# AUFGABEN:
A – Wann wurde Maria G. laut Textausschnitt nach Österreich zurückgebracht?
B – Schreibe aus dem Textausschnitt wortwörtlich ab, beginnend mit „2019 gelang Maria“ und weiter bis einschließlich „auf freiem Fuß.“.
C – Nenne alle Jahreszahlen, die im Textausschnitt vorkommen.

# TEXTAUSSCHNITT:
+ + + +

Anklage: "Ehemänner bewusst in deren Kampfmoral gestärkt"
Über Skype heiratete sie einen aus Deutschland stammenden IS-Kämpfer nach muslimischem Ritus und reiste am 28. Juni 2014 über Istanbul nach Syrien. Nach einer raschen Scheidung vom ersten Mann war sie mit einem weiteren IS-Kämpfer aus Dänemark verheiratet und brachte zwei Söhne - heute acht und zehn Jahre alt - zur Welt. In Syrien lebte G. dann in unterschiedlichen vom IS kontrollierten Gebieten. Finanziell unterstützt und mit Lebensmitteln versorgt wurden sie und ihre Familie dabei vom IS. Laut Staatsanwaltschaft soll sie "durch ihre Anwesenheit ihre Ehemänner bewusst in deren Kampfmoral sowie Zugehörigkeit und Loyalität gegenüber dem IS bestärkt haben".
2019 gelang Maria G. mit ihren Söhnen über einen humanitären Korridor die Ausreise aus der letzten eingekesselten IS-Hochburg. Ihr zweiter Ehemann wurde später bei Kampfhandlungen getötet. G. wurde gefangen genommen und war zunächst mehrere Monate im Lager Al-Hol inhaftiert. Ab September 2020 befand sie sich mit ihren Söhnen im in Nordsyrien gelegenen Internierungslager Roj. Die Familie der jungen Frau bemühte sich seitdem um eine Rückholung nach Österreich. Das Außenministerium wollte aber zunächst nur die beiden minderjährigen Söhne zurückholen, was die Mutter ablehnte. Das Bundesverwaltungsgericht ordnete schließlich im Herbst 2024 die Rückholung der Frau und der beiden Söhne an. Am 1. März 2025 wurde Maria G. mit den Kindern nach Österreich zurückgebracht. Sie befindet sich seitdem auf freiem Fuß.

+ + + +

# EINTRÄGE:
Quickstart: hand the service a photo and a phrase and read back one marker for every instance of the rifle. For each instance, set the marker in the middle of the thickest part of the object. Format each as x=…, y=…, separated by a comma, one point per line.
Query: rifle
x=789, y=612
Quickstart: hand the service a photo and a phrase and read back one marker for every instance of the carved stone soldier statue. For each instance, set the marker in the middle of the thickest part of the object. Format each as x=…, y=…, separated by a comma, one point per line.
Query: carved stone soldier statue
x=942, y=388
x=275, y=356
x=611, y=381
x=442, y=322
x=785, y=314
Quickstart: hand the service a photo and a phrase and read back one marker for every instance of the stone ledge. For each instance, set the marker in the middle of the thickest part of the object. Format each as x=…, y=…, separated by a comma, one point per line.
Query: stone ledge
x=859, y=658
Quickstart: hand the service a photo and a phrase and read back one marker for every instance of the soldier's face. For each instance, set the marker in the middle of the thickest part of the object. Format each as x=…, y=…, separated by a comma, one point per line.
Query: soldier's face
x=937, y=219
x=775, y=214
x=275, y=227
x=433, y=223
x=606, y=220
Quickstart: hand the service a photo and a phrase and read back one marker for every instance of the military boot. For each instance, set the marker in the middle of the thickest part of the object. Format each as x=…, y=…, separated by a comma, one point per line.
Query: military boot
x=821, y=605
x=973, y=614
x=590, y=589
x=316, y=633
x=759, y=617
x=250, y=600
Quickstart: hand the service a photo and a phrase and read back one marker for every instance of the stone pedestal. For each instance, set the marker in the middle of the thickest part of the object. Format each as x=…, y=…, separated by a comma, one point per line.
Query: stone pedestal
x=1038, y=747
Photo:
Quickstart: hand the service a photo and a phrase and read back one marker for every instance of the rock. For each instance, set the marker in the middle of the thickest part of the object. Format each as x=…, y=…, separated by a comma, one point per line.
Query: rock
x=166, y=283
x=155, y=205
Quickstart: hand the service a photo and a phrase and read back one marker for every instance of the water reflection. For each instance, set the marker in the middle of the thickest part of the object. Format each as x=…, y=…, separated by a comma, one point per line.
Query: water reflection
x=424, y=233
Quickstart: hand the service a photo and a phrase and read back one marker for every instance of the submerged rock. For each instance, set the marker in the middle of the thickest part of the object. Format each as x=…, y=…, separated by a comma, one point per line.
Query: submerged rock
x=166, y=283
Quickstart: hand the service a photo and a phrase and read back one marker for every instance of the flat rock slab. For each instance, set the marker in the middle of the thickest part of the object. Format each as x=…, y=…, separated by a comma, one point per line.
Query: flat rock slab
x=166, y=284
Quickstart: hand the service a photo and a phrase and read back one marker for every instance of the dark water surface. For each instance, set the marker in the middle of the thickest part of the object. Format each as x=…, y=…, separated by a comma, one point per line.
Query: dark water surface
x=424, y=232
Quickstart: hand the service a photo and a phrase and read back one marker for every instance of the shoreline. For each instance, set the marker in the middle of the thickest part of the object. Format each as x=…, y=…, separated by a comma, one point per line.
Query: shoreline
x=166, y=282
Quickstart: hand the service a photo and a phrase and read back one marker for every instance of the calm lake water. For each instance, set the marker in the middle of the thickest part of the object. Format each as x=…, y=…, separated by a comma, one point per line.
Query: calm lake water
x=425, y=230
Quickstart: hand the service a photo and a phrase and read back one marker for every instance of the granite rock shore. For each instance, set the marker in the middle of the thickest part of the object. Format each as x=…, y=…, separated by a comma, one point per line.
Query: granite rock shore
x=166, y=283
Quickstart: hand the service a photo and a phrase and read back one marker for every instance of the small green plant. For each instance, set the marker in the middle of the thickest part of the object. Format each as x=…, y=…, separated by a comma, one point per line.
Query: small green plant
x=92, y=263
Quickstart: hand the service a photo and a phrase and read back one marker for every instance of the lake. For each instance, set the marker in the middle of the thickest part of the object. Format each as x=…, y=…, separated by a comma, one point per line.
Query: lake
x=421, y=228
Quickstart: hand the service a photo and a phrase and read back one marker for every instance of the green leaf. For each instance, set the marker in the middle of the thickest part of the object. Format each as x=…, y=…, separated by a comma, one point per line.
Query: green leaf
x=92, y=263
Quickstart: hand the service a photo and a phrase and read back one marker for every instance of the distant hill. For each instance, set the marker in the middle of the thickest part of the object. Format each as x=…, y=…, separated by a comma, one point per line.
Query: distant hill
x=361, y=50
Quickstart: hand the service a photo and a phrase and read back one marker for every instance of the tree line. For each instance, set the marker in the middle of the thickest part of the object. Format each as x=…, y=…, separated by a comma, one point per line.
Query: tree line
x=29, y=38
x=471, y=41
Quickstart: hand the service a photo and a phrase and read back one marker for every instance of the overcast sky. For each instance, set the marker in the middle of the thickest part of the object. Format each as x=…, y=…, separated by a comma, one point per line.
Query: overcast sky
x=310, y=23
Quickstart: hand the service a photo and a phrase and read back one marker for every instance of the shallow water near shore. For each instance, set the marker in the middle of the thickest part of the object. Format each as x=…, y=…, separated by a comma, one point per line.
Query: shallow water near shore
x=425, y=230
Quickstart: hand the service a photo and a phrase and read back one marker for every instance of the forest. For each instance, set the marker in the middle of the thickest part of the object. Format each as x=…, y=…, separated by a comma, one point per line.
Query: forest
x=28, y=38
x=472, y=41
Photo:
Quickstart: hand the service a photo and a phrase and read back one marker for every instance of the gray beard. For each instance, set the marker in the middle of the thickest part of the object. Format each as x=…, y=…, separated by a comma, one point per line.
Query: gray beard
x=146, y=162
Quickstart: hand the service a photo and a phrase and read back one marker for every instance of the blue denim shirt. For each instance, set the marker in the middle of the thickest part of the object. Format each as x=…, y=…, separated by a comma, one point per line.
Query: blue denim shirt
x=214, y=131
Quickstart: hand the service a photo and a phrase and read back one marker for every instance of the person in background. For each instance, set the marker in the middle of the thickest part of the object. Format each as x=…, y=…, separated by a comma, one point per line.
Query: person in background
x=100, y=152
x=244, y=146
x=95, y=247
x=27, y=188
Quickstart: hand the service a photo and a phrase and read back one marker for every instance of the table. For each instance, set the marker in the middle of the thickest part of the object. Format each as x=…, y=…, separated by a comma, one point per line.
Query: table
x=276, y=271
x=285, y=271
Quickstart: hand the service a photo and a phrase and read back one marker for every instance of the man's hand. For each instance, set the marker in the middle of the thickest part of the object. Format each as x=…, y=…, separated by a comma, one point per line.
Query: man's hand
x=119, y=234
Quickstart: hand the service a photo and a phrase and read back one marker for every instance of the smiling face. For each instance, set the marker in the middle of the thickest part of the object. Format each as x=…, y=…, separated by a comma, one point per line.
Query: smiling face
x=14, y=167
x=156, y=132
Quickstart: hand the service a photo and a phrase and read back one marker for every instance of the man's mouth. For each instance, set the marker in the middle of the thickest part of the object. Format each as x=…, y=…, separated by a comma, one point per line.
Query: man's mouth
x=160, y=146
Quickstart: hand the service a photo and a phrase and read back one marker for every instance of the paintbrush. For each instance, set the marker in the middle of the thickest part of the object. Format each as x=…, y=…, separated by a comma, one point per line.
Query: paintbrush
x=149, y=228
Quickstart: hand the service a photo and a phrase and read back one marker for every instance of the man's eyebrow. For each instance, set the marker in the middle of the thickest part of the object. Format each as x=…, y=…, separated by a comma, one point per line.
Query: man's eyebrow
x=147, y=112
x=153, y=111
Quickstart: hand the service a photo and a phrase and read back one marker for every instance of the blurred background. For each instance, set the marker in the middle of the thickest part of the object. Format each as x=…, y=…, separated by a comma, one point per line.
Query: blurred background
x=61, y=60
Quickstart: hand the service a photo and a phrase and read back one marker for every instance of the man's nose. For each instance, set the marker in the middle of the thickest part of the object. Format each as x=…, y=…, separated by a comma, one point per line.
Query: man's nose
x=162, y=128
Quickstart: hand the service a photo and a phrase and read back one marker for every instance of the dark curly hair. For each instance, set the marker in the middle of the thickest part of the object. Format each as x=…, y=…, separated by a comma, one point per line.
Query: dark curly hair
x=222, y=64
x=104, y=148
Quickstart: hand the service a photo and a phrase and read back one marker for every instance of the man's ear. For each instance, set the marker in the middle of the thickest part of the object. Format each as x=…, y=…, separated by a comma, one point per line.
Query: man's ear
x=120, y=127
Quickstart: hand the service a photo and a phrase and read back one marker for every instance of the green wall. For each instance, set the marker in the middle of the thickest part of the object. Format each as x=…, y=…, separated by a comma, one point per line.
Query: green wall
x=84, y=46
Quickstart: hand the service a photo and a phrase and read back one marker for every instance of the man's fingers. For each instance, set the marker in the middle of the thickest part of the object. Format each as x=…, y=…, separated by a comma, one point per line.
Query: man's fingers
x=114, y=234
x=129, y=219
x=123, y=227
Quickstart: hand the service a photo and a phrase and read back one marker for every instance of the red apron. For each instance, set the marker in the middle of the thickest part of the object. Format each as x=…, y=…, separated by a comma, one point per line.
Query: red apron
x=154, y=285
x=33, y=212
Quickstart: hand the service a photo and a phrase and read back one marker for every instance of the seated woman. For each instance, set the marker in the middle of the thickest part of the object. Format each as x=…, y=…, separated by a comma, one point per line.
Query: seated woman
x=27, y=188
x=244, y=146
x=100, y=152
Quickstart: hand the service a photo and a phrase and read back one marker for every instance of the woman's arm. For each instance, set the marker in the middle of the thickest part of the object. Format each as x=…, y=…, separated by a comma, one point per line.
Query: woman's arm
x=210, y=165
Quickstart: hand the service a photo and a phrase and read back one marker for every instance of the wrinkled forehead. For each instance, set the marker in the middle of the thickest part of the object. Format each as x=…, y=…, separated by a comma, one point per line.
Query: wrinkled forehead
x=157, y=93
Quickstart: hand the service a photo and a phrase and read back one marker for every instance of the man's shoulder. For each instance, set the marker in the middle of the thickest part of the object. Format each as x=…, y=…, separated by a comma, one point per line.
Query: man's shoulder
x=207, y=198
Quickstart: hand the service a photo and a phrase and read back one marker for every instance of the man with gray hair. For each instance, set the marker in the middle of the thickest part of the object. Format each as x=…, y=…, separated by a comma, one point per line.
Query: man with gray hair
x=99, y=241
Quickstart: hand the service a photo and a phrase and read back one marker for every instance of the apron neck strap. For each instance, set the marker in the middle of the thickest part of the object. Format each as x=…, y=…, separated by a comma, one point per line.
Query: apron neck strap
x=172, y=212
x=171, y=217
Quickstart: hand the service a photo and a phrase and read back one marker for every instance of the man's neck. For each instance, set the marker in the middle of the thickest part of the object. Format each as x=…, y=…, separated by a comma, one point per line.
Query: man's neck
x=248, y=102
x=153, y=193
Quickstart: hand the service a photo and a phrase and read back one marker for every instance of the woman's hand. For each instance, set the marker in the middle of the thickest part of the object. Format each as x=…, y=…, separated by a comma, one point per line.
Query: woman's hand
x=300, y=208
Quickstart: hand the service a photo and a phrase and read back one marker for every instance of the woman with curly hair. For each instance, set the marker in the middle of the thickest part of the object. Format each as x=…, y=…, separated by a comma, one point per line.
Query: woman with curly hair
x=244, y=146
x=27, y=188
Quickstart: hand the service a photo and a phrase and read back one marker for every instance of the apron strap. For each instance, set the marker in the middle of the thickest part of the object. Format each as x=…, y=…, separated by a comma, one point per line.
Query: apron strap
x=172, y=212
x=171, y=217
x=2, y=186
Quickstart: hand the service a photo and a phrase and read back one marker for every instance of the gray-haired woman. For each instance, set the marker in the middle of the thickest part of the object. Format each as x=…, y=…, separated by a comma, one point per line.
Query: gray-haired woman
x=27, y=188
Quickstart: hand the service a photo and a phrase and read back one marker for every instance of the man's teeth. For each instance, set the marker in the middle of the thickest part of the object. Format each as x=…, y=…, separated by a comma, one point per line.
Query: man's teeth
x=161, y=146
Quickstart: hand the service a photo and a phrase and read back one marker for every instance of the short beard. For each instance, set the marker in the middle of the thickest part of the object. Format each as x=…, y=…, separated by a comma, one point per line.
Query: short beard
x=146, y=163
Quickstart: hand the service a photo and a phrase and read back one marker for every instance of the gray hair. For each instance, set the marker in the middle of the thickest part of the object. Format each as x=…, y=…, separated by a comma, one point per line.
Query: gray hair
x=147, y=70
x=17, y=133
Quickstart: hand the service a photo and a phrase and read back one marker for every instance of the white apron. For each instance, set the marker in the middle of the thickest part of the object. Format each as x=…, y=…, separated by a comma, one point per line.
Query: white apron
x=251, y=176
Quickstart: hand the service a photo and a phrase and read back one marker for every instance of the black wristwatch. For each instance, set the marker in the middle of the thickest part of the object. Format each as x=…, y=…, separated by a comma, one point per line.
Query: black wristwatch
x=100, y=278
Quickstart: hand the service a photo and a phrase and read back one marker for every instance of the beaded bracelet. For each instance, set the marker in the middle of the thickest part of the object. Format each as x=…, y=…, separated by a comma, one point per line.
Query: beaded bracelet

+ + + +

# LÖSUNGEN:
A – Am 1. März 2025.

B –
2019 gelang Maria G. mit ihren Söhnen über einen humanitären Korridor die Ausreise aus der letzten eingekesselten IS-Hochburg. Ihr zweiter Ehemann wurde später bei Kampfhandlungen getötet. G. wurde gefangen genommen und war zunächst mehrere Monate im Lager Al-Hol inhaftiert. Ab September 2020 befand sie sich mit ihren Söhnen im in Nordsyrien gelegenen Internierungslager Roj. Die Familie der jungen Frau bemühte sich seitdem um eine Rückholung nach Österreich. Das Außenministerium wollte aber zunächst nur die beiden minderjährigen Söhne zurückholen, was die Mutter ablehnte. Das Bundesverwaltungsgericht ordnete schließlich im Herbst 2024 die Rückholung der Frau und der beiden Söhne an. Am 1. März 2025 wurde Maria G. mit den Kindern nach Österreich zurückgebracht. Sie befindet sich seitdem auf freiem Fuß.

C – 2014, 2019, 2020, 2024, 2025